**Stored data**
"""

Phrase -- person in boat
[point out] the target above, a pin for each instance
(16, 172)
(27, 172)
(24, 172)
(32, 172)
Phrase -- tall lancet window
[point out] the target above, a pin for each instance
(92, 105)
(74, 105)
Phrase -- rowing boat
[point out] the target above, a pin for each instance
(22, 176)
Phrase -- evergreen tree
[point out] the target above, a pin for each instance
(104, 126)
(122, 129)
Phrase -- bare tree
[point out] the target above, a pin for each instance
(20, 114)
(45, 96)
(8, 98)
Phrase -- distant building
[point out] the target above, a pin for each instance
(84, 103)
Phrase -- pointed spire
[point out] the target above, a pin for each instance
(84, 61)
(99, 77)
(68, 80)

"""
"""

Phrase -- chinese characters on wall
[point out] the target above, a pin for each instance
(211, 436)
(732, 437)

"""

**Exercise objective**
Search the records for the string "Phrase" and return every line in which it occurs.

**Completed task**
Phrase -- person in boat
Phrase -- tall lancet window
Phrase -- rowing boat
Phrase -- evergreen tree
Phrase -- bare tree
Phrase -- distant building
Phrase -- pointed spire
Phrase -- chinese characters on wall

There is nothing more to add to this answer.